##### Исходный текст
Доступ к ячейке. Что отставка Назарбаева означает для внутренней политики России
Александр Баунов, главный редактор Carnegie.ru
Раньше неформальный авторитет лидера нации и президентский пост, который и был главным инструментом создания этого авторитета, существовали в нераздельном единстве. Теперь они разделены. Возникает система, похожая на доступ к банковской ячейке с двумя ключами, и из-за новизны конструкции не ясно, какой процент власти останется с президентским постом, а какой – со сменившим пост лидером.
До вчерашнего дня постсоветская Средняя Азия знала только два типа передачи власти – революционный и советский. Первый – исключительный для этих мест – в Киргизии, второй, более ожидаемый, – в Туркмении и Узбекистане.
При советском типе передачи власти президент правил до смерти, а потом весь объем власти, весь ее вес получал самый сильный претендент на опустевшее место. То, что речь идет именно о переходе всей власти, хорошо видно по тому, как дочь Каримова отправилась в тюрьму, а книги Ниязова перестали быть общеобязательными учебниками жизни. В обоих случаях все ключи передавались новому хозяину.
Казахстан сейчас пытается создать третью модель (он всегда претендовал на то, что свободнее и развитее соседей). Поэтому можно сказать, что в Астане сейчас проходит генеральная репетиция передачи власти в России – хотя дата российской премьеры пока не объявлена.
Уход Назарбаева сравнивают с новогодней отставкой Ельцина в 1999 году, но Ельцин уходил на пенсию, а Назарбаев – нет. Он возглавит Совет национальной безопасности, которому в 2018 году сильно расширили полномочия.
Похожий вариант обсуждается среди прочих как место новой работы для Путина, который должен покинуть пост президента в 2024 году (но может и раньше), но не хотел бы полностью покидать власть.
Кремлю выпал отличный шанс понаблюдать за передачей власти в похожих условиях. Экономики России и Казахстана имеют похожую структуру и близкий показатель ВВП на душу населения. Это значит, что уровень благосостояния населения, его потребности и жалобы здесь тоже похожи.
Политические режимы в двух странах тоже близкие – в Казахстане побольше контроля, российский посвободнее, но оба – разновидности электорального авторитаризма, где легитимность главы государства подтверждается на многопартийных, но неконкурентных выборах.
И Казахстан, и Россия – многонациональные мультирелигиозные общества, где в официальной, евроазиатской идеологии смешаны европейские и «традиционные» консервативные ценности. Обе страны терпят карманы свободной прессы и относительно свободную дискуссию в интернете.
В ближайшие годы Кремль сможет понаблюдать на практике, какую долю власти и как надолго Назарбаев сохранит, покинув пост, который в глазах общества ассоциировался со всей ее полнотой. Раньше неформальный авторитет лидера нации и президентский пост, который и был главным инструментом создания этого авторитета, существовали в нераздельном единстве. Теперь они разделены. Возникает система, похожая на доступ к банковской ячейке с двумя ключами, и из-за новизны конструкции не ясно, какой процент власти останется с президентским постом, а какой – со сменившим пост лидером. Это совсем не обязательно будет паритет, но очевидно, никто из них не получит всех ста.
##########
##### Представленные данные
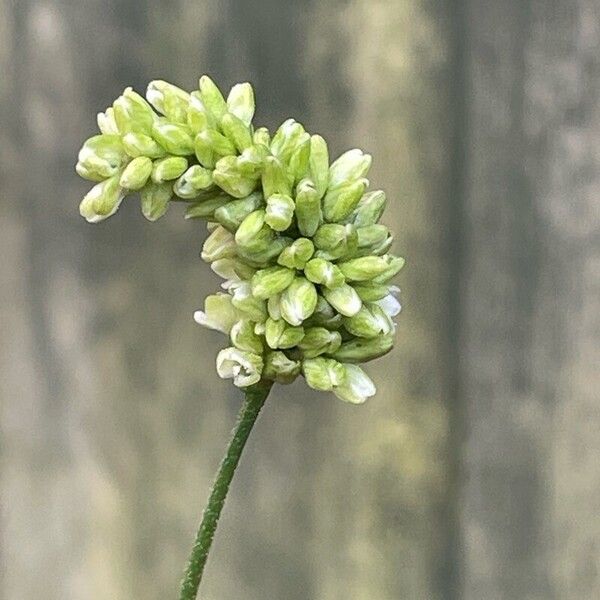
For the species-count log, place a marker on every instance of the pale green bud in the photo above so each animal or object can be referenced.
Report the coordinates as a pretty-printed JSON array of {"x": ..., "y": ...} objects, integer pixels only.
##########
##### Представленные данные
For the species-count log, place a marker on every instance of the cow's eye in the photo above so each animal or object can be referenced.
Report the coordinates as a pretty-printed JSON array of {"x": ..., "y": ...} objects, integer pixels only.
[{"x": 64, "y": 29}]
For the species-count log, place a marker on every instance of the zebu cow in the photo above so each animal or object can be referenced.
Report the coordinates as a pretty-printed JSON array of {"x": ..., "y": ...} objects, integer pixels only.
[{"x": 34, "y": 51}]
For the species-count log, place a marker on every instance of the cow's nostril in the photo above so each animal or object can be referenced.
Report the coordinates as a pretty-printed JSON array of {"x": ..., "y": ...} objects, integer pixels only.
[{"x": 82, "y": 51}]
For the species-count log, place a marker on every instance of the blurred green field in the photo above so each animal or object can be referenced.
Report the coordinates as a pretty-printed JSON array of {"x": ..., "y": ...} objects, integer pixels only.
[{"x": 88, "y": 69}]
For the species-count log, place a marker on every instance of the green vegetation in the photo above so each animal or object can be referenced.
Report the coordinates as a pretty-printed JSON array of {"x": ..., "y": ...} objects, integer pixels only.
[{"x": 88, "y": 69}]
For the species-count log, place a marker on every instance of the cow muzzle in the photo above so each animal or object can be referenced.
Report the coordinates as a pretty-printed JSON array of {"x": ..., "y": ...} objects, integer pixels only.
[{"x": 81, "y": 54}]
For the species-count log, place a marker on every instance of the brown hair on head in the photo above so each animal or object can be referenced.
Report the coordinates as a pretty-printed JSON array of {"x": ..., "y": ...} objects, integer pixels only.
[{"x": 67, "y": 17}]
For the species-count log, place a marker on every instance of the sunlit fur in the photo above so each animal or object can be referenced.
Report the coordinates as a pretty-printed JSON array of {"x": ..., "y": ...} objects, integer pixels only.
##########
##### Представленные данные
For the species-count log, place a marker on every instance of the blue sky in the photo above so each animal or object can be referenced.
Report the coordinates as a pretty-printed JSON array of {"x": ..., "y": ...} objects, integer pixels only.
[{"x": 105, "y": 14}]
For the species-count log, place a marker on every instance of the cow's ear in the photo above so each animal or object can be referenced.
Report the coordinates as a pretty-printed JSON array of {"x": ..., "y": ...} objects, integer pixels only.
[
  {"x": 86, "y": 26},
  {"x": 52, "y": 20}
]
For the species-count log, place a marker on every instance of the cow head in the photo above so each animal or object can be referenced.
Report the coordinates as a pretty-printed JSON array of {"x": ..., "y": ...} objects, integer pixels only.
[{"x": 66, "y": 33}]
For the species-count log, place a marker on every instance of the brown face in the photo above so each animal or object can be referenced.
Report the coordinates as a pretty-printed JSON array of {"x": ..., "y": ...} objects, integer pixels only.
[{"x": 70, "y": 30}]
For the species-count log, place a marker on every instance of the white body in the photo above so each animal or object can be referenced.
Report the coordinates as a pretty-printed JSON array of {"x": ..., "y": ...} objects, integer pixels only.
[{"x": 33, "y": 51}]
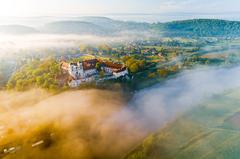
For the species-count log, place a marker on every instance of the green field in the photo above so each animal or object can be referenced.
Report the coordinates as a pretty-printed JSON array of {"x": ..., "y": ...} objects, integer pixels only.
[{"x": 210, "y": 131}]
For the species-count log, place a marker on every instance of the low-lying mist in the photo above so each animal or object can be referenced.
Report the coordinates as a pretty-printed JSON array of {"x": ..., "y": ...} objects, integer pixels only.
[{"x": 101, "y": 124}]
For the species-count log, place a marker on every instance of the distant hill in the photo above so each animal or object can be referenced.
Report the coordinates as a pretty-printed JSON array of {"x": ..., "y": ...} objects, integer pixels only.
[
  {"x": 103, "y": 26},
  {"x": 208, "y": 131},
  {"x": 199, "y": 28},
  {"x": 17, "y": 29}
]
##########
Задания:
• a. Перечислите все строки листинга, в которых встречается слово «field».
• b. Продолжите статью об отставке Назарбаева и ее значении для внутренней политики России, начав сразу после ее последнего предложения.

Ответы к заданиям:
• a.
For the species-count log, place a marker on every instance of the blurred green field in the photo above so each animal or object can be referenced.
For the species-count log, place a marker on every instance of the green field in the photo above so each animal or object can be referenced.

• b.
Россия уже переживала что-то похожее в президентство Медведева, но тут есть важное отличие – над Медведевым всегда нависала возможность возвращения Путина на пост президента. А сейчас в Казахстане (и в России в будущем) такой возможности уже не предвидится.
Глава Сената (и бывший премьер и министр иностранных дел) Касым-Жомарт Токаев, который по конституции возглавил Казахстан до выборов, пока не воспринимается как полноценный преемник. Возможно, Назарбаев и дальше будет тянуть с выдвижением в президенты человека, которого посчитают его полновесным наследником, чтобы мажоритарный пакет власти оставался за ним.
Пока речь идет не о досрочных выборах, а о том, что Токаев пробудет на президентском посту еще два года —до конца нынешнего срока Назарбаева. А сам Назарбаев в этот затянувшийся переходный период будет подбирать в Совете безопасности под собственным руководством будущего настоящего преемника, чьего имени он, возможно, пока и сам не знает. Ничто не помешает Путину поступить точно так же.
Однако тут есть два риска. Именно в таких случаях даже технические выборы, разновидность всенародного помазания царевича на царство, начинают иметь значение. Во-первых, хранитель второго ключа, преемник не может быть слишком слабым и неизвестным, иначе люди могут за него не проголосовать или проголосовать слишком неохотно, и это подорвет легитимность всей конструкции. Это особенно важно для России, где авторитаризм построен на более свободных шарнирах и прямая поддержка Путина уже не означает победы кандидата власти на местных выборах.
Во-вторых, в привыкших к личностям и должностям, но не институтам обществах (вроде России и Казахстана) кабинет, вертушка, охрана, мигалка и есть один из главных способов конструирования неформального авторитета. Тем более если они связаны с президентским постом. Как говорят иногда российские избиратели: вы хороший человек, но сперва станьте властью, и тогда мы за вас проголосуем.
К концу медведевского срока возвращение в Кремль не было для Путина такой уж легкой задачей, оно вызвало умеренный раскол элит и уличные протесты. В казахстанском сценарии возвращения, а значит, и связанных с ним протестов не предвидится, зато раскол элит куда более вероятен: непременно должна возникнуть гвардия хранителя второго ключа, заинтересованная в том, чтобы он стал первым.
Назарбаев, конечно же, не ставил задачу опробовать на себе один из вариантов будущего для Путина. Его долгожданный, но неожиданный, с опережением по отношению к Москве уход – скорее плод конкуренции России и Казахстана, в которой конкурентное преимущество последнего – отсутствие конфронтации с Западом.
Главными конкурентами на постсоветском пространстве считаются Россия и Украина. Но это конкуренция политических проектов, разделенных по линии свобода–несвобода, Европа–Евразия, демократия–авторитаризм, в которую прежде всего вовлечены политики и интеллигенция обеих стран. Казахстан конкурирует с Россией за то, кто из них лучше справляется с авторитарной модернизацией, кто из них больше Сингапур и Южная Корея. Здесь соперничают не интеллектуалы, а чиновники и представители бюрократического капитализма.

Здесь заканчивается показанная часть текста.